Dataset rows showing where objects appear
* * *

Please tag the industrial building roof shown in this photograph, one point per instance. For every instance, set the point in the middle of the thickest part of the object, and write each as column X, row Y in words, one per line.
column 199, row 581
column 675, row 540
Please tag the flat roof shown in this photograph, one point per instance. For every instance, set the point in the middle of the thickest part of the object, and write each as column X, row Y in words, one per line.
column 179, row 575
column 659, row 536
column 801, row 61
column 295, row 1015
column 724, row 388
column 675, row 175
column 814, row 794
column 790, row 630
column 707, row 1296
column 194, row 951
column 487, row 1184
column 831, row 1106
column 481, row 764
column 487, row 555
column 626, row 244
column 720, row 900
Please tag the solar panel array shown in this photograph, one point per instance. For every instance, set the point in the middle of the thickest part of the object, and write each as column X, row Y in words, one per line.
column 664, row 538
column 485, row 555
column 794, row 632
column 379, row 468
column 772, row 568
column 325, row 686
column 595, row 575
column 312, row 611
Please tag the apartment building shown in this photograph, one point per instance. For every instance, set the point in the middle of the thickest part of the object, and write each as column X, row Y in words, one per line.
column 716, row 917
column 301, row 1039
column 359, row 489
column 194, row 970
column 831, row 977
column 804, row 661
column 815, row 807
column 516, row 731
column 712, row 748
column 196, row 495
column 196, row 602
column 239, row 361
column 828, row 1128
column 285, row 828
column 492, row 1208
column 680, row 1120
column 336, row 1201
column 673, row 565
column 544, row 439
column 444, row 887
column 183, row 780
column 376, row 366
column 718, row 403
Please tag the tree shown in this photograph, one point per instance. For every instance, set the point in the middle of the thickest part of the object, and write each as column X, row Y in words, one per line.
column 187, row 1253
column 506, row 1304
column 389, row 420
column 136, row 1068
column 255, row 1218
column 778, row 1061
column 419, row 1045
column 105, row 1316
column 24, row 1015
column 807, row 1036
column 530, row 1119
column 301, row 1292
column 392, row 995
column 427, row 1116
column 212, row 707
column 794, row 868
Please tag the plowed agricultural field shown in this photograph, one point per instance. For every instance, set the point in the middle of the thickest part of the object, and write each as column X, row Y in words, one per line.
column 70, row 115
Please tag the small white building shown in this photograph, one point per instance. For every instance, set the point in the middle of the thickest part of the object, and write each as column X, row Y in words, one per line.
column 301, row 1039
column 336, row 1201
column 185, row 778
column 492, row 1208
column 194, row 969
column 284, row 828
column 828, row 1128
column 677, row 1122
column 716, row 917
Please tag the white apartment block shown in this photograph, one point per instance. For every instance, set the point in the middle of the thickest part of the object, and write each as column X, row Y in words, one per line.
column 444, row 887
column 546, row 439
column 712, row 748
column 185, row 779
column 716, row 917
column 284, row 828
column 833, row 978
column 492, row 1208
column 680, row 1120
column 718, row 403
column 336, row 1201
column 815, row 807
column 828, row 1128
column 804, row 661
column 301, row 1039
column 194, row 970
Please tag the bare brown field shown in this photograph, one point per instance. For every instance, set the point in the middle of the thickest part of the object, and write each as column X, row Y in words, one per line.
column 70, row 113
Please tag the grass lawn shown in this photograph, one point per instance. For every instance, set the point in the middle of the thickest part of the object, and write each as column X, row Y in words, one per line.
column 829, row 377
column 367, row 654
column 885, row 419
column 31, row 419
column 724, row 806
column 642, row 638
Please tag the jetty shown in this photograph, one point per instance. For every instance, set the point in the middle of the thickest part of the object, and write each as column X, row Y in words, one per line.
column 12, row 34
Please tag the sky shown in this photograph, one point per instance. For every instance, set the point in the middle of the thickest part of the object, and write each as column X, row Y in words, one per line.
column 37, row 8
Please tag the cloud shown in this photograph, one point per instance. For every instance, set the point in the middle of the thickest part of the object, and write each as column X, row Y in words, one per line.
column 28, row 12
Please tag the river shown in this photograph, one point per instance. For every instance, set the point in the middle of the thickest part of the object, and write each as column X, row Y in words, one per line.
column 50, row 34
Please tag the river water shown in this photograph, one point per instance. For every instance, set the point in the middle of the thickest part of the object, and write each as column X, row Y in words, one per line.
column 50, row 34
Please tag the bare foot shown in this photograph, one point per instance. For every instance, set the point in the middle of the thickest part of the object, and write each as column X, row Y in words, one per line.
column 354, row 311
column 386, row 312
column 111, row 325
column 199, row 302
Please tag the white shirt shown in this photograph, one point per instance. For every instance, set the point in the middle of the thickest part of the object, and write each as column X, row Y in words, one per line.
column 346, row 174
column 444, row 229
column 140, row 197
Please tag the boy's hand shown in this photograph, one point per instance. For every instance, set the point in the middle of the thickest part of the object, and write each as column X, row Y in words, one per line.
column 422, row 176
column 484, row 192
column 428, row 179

* * *

Set exercise –
Please copy out the listing above word for word, from its first line through its last.

Correct result –
Please tag the industrial building roof shown in this photograph, one point per instance. For every instance, set the point in the middle of the thickest part of the object, and write each as column X, row Y in words, one per line.
column 199, row 581
column 675, row 540
Please tag the flat roof shown in this photograph, one point per instance. For every instance, set the point in the middle of the thickest part of the object, and write each as column X, row Y in words, one per line.
column 179, row 575
column 659, row 536
column 801, row 61
column 295, row 1015
column 724, row 388
column 675, row 175
column 814, row 794
column 790, row 630
column 707, row 1296
column 194, row 951
column 487, row 1184
column 831, row 1106
column 481, row 764
column 487, row 555
column 626, row 244
column 720, row 900
Please tag the solar panel array shown in this photograph, one point per instance. For every instance, set the point in the middle of the thickest part of the object, and write each as column X, row Y in words, one per line.
column 664, row 538
column 485, row 555
column 794, row 632
column 379, row 468
column 772, row 568
column 325, row 686
column 595, row 575
column 312, row 611
Please tag the apartment building shown in this photograph, one point per instance. For every instance, set the point in the middle of the thickest part of the object, and write each as column X, row Y in words, one per line.
column 716, row 917
column 301, row 1039
column 359, row 489
column 194, row 970
column 831, row 977
column 804, row 661
column 815, row 807
column 516, row 731
column 712, row 748
column 196, row 495
column 196, row 602
column 239, row 361
column 828, row 1128
column 285, row 828
column 492, row 1208
column 680, row 1120
column 336, row 1201
column 673, row 565
column 544, row 439
column 444, row 887
column 183, row 780
column 376, row 366
column 718, row 403
Please tag the tree shown in this photograph, one point per instance. For every instance, set the point in the middle of the thickest part of the object, and write each as column X, row Y in words, one per line.
column 187, row 1253
column 506, row 1304
column 389, row 420
column 136, row 1068
column 255, row 1218
column 778, row 1061
column 419, row 1045
column 105, row 1316
column 24, row 1015
column 807, row 1036
column 530, row 1119
column 301, row 1292
column 392, row 995
column 427, row 1116
column 212, row 707
column 794, row 868
Please tag the plowed agricultural field shown in this photograph, one point per instance. For every instance, set the point in the middle of the thickest part of the object, and write each as column X, row Y in words, one per line.
column 70, row 115
Please tag the small white building shown in this photograph, one point per instance. For every instance, set the point in the middle of the thickest part of the object, and write each as column X, row Y in words, one per line.
column 301, row 1039
column 336, row 1201
column 185, row 778
column 492, row 1208
column 194, row 969
column 284, row 828
column 828, row 1128
column 677, row 1122
column 716, row 917
Please tag the white apartment block shown in this photograph, one point per instance. For every instance, set the point in the middle of the thickest part of the object, and write each as column X, row Y in words, one per line.
column 444, row 887
column 546, row 439
column 712, row 748
column 185, row 779
column 716, row 917
column 284, row 828
column 833, row 978
column 492, row 1208
column 680, row 1120
column 718, row 403
column 336, row 1201
column 815, row 807
column 828, row 1128
column 804, row 661
column 301, row 1039
column 194, row 970
Please tag the bare brown field shown in this photograph, one point per instance. For every instance, set the point in the middle of the thickest part of the object, and write each as column X, row Y in words, one per line.
column 70, row 113
Please tag the grass lawn shown in this photograph, one point per instance. For every instance, set the point in the middle of the thickest part of the object, and write each as column X, row Y in words, one per line.
column 829, row 377
column 367, row 654
column 885, row 419
column 31, row 419
column 724, row 806
column 642, row 638
Please tag the jetty shown in this photograph, one point per instance. For every instance, set the point in the middle of the thickest part of the object, and write each as column X, row Y in words, one per line.
column 12, row 34
Please tag the sky shown in this photograph, one point per instance. For every instance, set the point in the middle of the thickest part of the object, and write each as column X, row Y in words, one per line.
column 37, row 8
Please tag the cloud shown in this photograph, one point per instance. For every instance, set the point in the middle of the thickest part of the object, and write each as column X, row Y in words, one per line.
column 28, row 12
Please tag the river shown in this photograph, one point per instance. For every instance, set the point in the middle of the thickest part of the object, and write each as column X, row Y in words, one per line.
column 50, row 34
Please tag the river water shown in this photograph, one point per instance. For every instance, set the point in the middle of the thickest part of the object, and write each as column X, row Y in words, one per line.
column 50, row 34
Please tag the bare foot shown in this photograph, one point per instance. For every instance, set the point in the middle of the thickest part of the object, and write each as column X, row Y in words, one per line.
column 354, row 311
column 386, row 312
column 111, row 325
column 199, row 302
Please tag the white shirt shown in this photograph, one point per instance. For every instance, set the point in the middle of the thickest part of the object, and write each as column X, row Y in words, one per line.
column 346, row 174
column 444, row 229
column 140, row 197
Please tag the boy's hand shown in this photograph, one point per instance. For every instance, set the point in the middle of the thickest part of the object, and write each as column X, row Y in words, one per line.
column 422, row 176
column 484, row 192
column 428, row 179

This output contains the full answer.